All lines in the records below that hold "positive" are to be shown.
*** Begin section ***
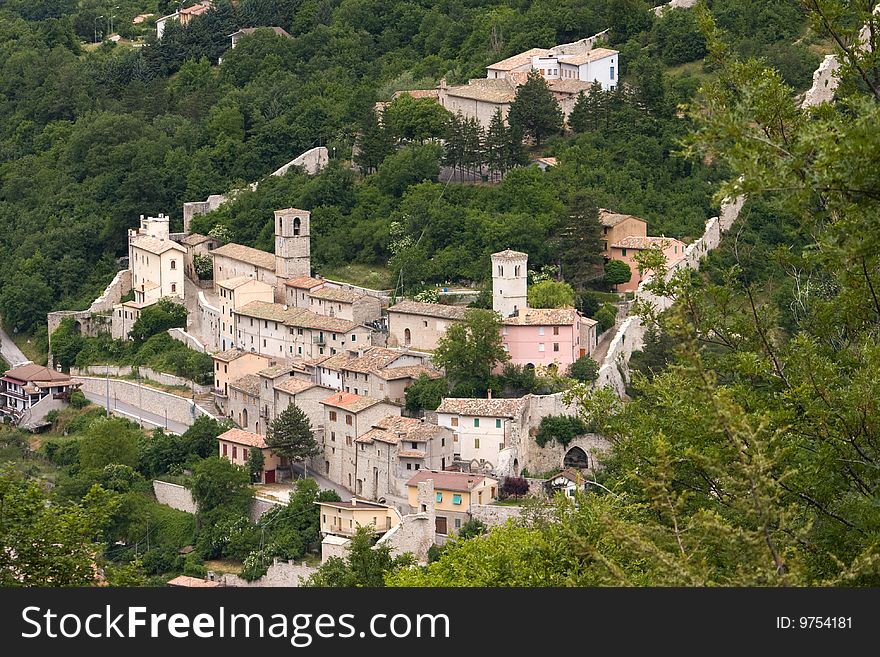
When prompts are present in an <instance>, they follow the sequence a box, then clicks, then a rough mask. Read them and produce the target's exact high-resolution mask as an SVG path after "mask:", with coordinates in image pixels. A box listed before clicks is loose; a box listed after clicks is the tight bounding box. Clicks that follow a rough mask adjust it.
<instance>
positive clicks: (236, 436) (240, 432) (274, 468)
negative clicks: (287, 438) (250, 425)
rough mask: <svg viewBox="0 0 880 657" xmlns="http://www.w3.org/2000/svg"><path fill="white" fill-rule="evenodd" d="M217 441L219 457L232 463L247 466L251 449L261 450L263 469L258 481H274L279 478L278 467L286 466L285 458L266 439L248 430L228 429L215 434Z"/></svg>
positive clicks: (244, 466)
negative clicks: (228, 430) (259, 480)
mask: <svg viewBox="0 0 880 657" xmlns="http://www.w3.org/2000/svg"><path fill="white" fill-rule="evenodd" d="M217 442H218V443H219V445H218V446H219V455H220V457H221V458H224V459H226V460H227V461H229V462H230V463H232V464H233V465H240V466H243V467H247V462H248V458H249V457H250V453H251V450H254V449H258V450H260V451H261V452H263V470H262V472H260V483H262V484H274V483H276V482H277V481H278V480H280V477H279V476H278V468H283V467H287V463H286V462H285V461H286V460H285V459H282V458H281V457H279V456H277V455H276V454H275V453H274V452H272V450H271V449H269V448H268V447H267V446H266V440H265V439H264V438H263V436H260V435H258V434H255V433H252V432H250V431H243V430H241V429H230V430H229V431H225V432H223V433H221V434H220V435H219V436H217Z"/></svg>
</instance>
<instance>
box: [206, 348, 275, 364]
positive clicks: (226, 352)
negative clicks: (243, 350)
mask: <svg viewBox="0 0 880 657" xmlns="http://www.w3.org/2000/svg"><path fill="white" fill-rule="evenodd" d="M242 356H257V357H259V358H262V359H264V360H265V361H266V362H269V358H268V357H266V356H263V355H262V354H255V353H254V352H252V351H243V350H241V349H227V350H226V351H221V352H219V353H216V354H211V358H216V359H217V360H220V361H223V362H225V363H231V362H232V361H234V360H237V359H239V358H241V357H242Z"/></svg>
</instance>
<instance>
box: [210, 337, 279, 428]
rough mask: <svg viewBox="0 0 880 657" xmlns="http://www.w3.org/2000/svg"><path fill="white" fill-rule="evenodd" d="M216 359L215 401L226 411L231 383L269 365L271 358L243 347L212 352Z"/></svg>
mask: <svg viewBox="0 0 880 657" xmlns="http://www.w3.org/2000/svg"><path fill="white" fill-rule="evenodd" d="M211 358H212V359H213V361H214V403H215V404H217V406H218V407H219V408H220V409H221V410H222V411H223V412H224V414H225V413H226V410H227V409H226V402H227V399H228V398H229V384H230V383H231V382H233V381H237V380H238V379H240V378H242V377H243V376H246V375H248V374H256V373H257V372H259V371H260V370H263V369H265V368H266V367H268V366H269V359H268V358H267V357H265V356H261V355H260V354H255V353H251V352H247V351H242V350H241V349H227V350H226V351H221V352H219V353H216V354H212V355H211Z"/></svg>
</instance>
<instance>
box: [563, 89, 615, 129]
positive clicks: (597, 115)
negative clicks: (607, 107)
mask: <svg viewBox="0 0 880 657" xmlns="http://www.w3.org/2000/svg"><path fill="white" fill-rule="evenodd" d="M605 95H606V92H605V91H604V90H603V89H602V84H601V83H599V82H595V81H594V82H593V85H592V86H591V87H590V90H589V91H588V92H587V93H584V92H583V91H582V92H581V93H579V94H578V98H577V101H575V104H574V107H573V108H572V110H571V114H569V115H568V124H569V125H570V126H571V129H572V130H574V131H575V132H578V133H581V132H590V131H595V130H598V129H599V128H600V127H601V125H602V117H603V114H604V113H605Z"/></svg>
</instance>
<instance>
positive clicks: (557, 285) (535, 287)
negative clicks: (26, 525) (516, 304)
mask: <svg viewBox="0 0 880 657" xmlns="http://www.w3.org/2000/svg"><path fill="white" fill-rule="evenodd" d="M573 306H574V290H573V289H572V287H571V285H569V284H568V283H563V282H561V281H541V282H540V283H535V284H534V285H531V286H529V308H567V307H573Z"/></svg>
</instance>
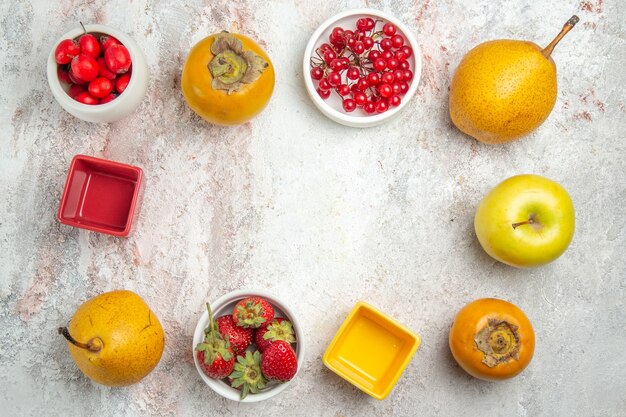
*** End section ***
▶ SOLUTION FOR THIS EXERCISE:
positive clicks: (236, 436) (240, 432) (274, 468)
positive clicks: (244, 466)
positive clicks: (226, 352)
positive clicks: (597, 115)
positive clicks: (557, 285) (535, 287)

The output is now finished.